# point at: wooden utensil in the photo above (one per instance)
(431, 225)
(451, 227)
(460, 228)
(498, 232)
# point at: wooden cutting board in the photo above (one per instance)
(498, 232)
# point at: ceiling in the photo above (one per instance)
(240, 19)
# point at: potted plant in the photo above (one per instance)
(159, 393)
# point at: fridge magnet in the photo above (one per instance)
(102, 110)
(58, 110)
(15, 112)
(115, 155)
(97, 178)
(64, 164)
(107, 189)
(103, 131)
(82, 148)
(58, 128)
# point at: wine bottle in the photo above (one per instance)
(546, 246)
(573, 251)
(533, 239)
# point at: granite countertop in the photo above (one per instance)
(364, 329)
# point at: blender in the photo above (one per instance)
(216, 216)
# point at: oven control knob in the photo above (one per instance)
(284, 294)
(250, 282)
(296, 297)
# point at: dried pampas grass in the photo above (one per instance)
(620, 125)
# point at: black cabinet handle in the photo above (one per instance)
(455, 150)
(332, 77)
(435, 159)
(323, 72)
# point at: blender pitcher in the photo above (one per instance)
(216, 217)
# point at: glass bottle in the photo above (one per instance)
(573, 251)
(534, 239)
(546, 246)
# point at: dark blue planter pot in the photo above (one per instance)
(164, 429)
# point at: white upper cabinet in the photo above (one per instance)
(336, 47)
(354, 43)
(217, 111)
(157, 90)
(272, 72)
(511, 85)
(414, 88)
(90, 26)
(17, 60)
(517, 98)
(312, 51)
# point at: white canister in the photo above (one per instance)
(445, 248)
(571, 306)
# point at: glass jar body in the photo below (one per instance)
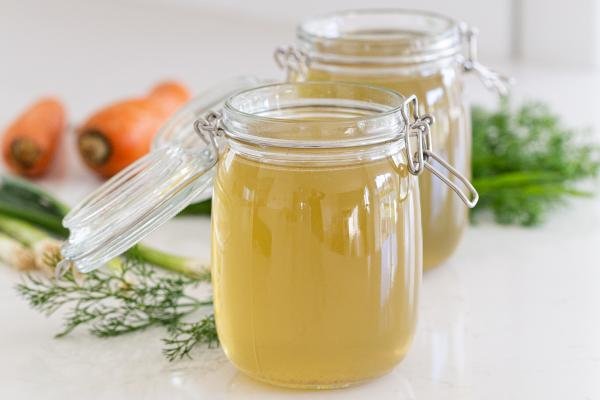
(440, 94)
(316, 269)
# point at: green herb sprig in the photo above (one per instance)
(116, 301)
(525, 162)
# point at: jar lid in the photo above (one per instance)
(150, 191)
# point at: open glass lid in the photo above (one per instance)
(152, 190)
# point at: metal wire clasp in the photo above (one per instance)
(209, 128)
(418, 128)
(490, 78)
(292, 60)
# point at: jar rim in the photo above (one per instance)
(386, 35)
(318, 114)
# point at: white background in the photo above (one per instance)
(515, 314)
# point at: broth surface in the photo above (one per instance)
(444, 216)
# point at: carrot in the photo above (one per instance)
(119, 134)
(30, 143)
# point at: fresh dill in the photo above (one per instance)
(128, 297)
(525, 161)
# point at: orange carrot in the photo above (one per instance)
(119, 134)
(30, 143)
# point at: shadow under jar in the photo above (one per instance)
(411, 52)
(316, 233)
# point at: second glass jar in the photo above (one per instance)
(411, 52)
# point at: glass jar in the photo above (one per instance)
(412, 52)
(316, 234)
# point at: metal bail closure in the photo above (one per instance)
(140, 198)
(419, 130)
(292, 60)
(491, 79)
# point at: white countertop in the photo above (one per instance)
(515, 314)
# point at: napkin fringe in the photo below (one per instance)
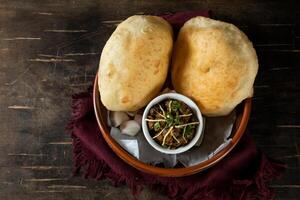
(239, 189)
(94, 168)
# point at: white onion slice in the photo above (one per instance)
(138, 118)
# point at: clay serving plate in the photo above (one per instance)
(243, 113)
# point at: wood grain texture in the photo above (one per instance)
(50, 49)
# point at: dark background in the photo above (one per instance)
(50, 49)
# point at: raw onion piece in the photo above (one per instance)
(117, 118)
(138, 118)
(130, 127)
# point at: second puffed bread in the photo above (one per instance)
(215, 64)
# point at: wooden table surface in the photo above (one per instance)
(50, 49)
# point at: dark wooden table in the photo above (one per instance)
(50, 49)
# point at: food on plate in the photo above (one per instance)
(127, 123)
(134, 63)
(215, 64)
(172, 123)
(130, 127)
(117, 118)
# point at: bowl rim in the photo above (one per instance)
(189, 102)
(168, 172)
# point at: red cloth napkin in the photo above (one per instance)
(243, 174)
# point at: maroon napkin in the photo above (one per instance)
(243, 174)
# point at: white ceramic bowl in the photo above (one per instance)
(187, 101)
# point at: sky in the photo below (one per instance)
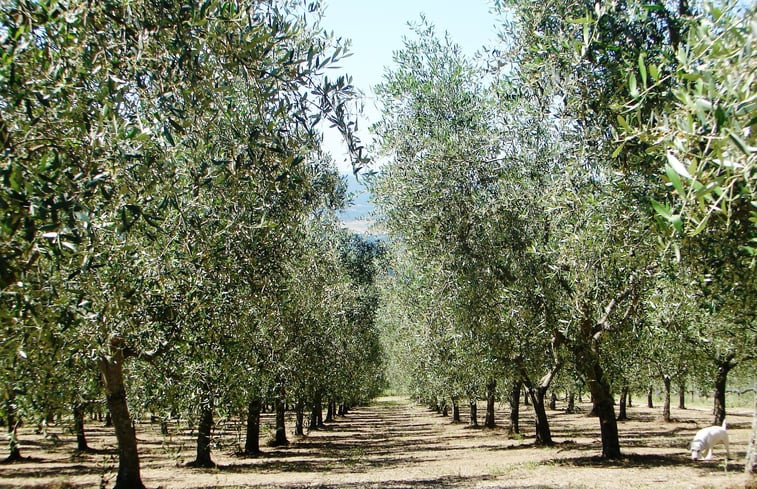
(376, 29)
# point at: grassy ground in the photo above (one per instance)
(395, 443)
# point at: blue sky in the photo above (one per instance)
(376, 29)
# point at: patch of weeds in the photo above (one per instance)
(354, 456)
(501, 470)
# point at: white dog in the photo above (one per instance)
(707, 438)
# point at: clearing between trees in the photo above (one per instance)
(396, 443)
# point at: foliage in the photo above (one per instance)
(693, 109)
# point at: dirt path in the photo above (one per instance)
(394, 443)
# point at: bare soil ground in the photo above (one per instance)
(395, 443)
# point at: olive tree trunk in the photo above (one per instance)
(473, 414)
(751, 452)
(666, 382)
(725, 365)
(515, 407)
(204, 433)
(14, 451)
(280, 438)
(111, 368)
(252, 441)
(491, 390)
(81, 438)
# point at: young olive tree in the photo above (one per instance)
(116, 119)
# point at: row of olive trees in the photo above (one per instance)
(531, 238)
(164, 202)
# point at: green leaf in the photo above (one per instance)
(642, 70)
(677, 166)
(618, 150)
(654, 72)
(740, 143)
(632, 89)
(661, 209)
(675, 180)
(624, 123)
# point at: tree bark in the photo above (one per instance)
(252, 442)
(666, 382)
(280, 438)
(515, 407)
(750, 467)
(491, 391)
(204, 432)
(81, 438)
(330, 411)
(725, 365)
(455, 411)
(588, 364)
(14, 451)
(571, 403)
(474, 414)
(316, 415)
(682, 394)
(543, 433)
(299, 419)
(623, 410)
(111, 369)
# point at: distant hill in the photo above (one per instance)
(358, 216)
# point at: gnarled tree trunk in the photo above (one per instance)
(491, 392)
(682, 394)
(252, 441)
(515, 407)
(623, 410)
(725, 365)
(666, 381)
(111, 368)
(455, 411)
(204, 432)
(14, 451)
(751, 452)
(280, 438)
(473, 414)
(81, 438)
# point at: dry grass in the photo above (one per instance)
(394, 443)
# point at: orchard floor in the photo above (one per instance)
(394, 443)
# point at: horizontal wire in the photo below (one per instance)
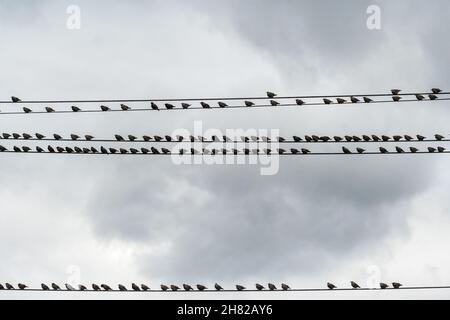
(232, 290)
(217, 108)
(220, 98)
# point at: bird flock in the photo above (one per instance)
(273, 101)
(183, 287)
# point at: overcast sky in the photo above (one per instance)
(146, 220)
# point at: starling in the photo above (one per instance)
(331, 286)
(154, 106)
(285, 287)
(205, 105)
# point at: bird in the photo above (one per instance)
(55, 286)
(274, 103)
(331, 286)
(436, 90)
(346, 150)
(205, 105)
(187, 287)
(271, 286)
(354, 99)
(22, 286)
(69, 287)
(259, 287)
(285, 287)
(122, 287)
(135, 287)
(420, 97)
(44, 287)
(154, 106)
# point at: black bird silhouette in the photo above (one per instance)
(55, 286)
(154, 106)
(205, 105)
(271, 95)
(331, 286)
(44, 287)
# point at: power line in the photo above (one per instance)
(217, 108)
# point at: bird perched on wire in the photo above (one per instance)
(331, 286)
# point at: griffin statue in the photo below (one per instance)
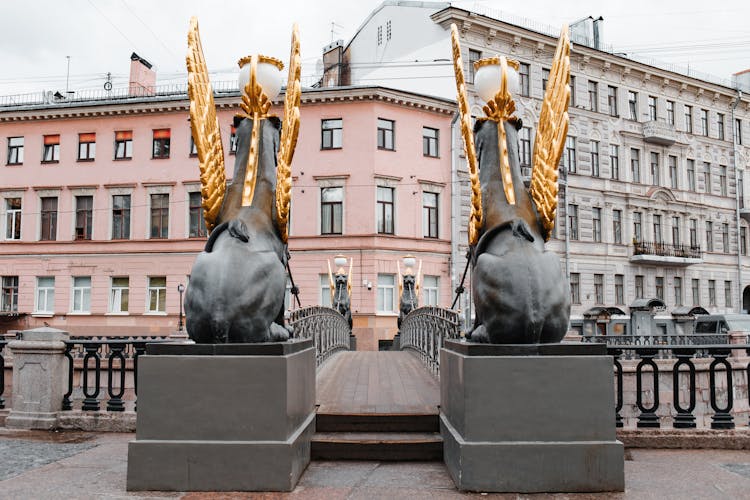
(237, 284)
(520, 291)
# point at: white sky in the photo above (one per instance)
(99, 35)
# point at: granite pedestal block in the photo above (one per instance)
(229, 417)
(536, 418)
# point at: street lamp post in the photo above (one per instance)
(180, 289)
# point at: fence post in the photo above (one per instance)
(40, 378)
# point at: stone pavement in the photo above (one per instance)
(71, 465)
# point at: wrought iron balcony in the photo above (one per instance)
(659, 132)
(649, 252)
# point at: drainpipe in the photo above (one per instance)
(737, 203)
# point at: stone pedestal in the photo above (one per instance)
(531, 418)
(223, 417)
(40, 378)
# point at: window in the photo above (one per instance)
(593, 96)
(84, 217)
(523, 72)
(655, 175)
(612, 100)
(430, 145)
(599, 288)
(677, 285)
(672, 160)
(688, 119)
(159, 216)
(121, 217)
(635, 165)
(575, 288)
(569, 160)
(197, 223)
(651, 107)
(727, 294)
(161, 143)
(430, 214)
(573, 221)
(124, 145)
(696, 292)
(386, 299)
(86, 147)
(670, 112)
(704, 122)
(51, 150)
(525, 143)
(633, 104)
(45, 295)
(596, 216)
(15, 150)
(691, 174)
(474, 56)
(385, 210)
(12, 218)
(9, 299)
(81, 299)
(119, 295)
(331, 133)
(614, 161)
(619, 289)
(639, 286)
(49, 219)
(331, 209)
(595, 158)
(637, 226)
(617, 226)
(385, 134)
(430, 290)
(157, 294)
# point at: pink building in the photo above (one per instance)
(101, 218)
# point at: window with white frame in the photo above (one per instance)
(157, 294)
(81, 297)
(45, 295)
(119, 295)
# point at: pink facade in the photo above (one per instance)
(156, 252)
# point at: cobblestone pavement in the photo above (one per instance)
(40, 465)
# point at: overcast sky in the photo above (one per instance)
(99, 35)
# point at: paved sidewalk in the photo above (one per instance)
(40, 465)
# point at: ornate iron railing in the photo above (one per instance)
(325, 325)
(424, 331)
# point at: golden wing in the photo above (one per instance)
(289, 133)
(205, 128)
(550, 136)
(475, 218)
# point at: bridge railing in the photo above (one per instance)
(424, 331)
(325, 325)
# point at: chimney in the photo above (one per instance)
(142, 77)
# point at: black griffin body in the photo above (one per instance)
(519, 290)
(237, 284)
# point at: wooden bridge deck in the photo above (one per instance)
(376, 383)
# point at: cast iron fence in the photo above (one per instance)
(325, 325)
(424, 331)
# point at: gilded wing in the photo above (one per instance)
(550, 136)
(205, 128)
(475, 217)
(289, 133)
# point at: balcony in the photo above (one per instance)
(659, 132)
(649, 252)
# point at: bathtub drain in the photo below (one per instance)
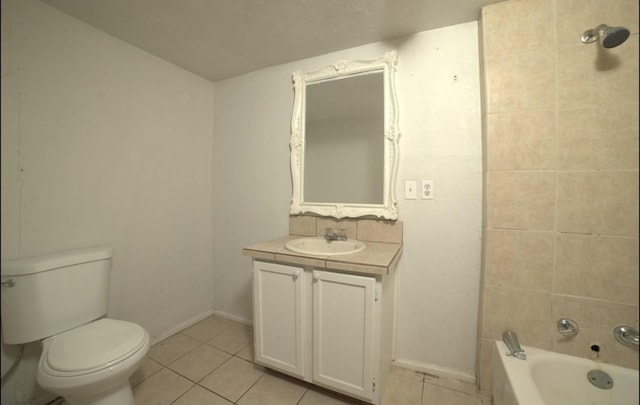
(600, 379)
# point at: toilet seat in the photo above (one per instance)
(92, 347)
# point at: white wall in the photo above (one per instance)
(105, 144)
(439, 95)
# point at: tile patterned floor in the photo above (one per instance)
(211, 363)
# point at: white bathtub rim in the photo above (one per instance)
(519, 371)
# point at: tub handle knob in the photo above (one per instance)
(567, 327)
(626, 335)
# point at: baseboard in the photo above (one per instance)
(438, 371)
(230, 317)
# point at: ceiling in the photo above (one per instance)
(218, 39)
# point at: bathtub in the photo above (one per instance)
(548, 378)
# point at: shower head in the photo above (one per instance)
(610, 37)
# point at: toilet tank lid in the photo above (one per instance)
(49, 261)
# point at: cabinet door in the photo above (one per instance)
(278, 317)
(343, 332)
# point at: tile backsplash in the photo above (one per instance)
(561, 178)
(372, 230)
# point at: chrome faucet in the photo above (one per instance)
(626, 335)
(330, 235)
(511, 340)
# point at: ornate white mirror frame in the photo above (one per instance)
(385, 64)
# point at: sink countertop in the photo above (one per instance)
(377, 258)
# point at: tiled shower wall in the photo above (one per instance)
(561, 173)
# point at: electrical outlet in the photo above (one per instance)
(426, 190)
(410, 190)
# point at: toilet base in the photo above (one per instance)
(121, 395)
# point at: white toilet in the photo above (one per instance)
(61, 299)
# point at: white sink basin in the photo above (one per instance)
(319, 246)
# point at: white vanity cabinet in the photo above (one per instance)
(326, 327)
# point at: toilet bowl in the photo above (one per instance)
(92, 360)
(60, 300)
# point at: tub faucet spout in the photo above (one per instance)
(511, 340)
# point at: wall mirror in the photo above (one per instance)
(344, 139)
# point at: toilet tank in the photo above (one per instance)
(50, 293)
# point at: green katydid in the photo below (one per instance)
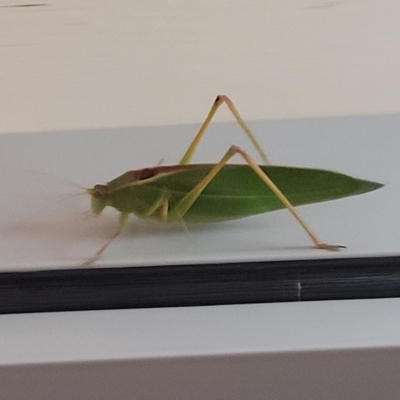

## Exercise
Gather every line of the material above that contains the word "shower", and copy each such line in full.

## Solution for this problem
# point at: shower head in the photo above (one per instance)
# point at: tiled shower wall in the photo above (one per instance)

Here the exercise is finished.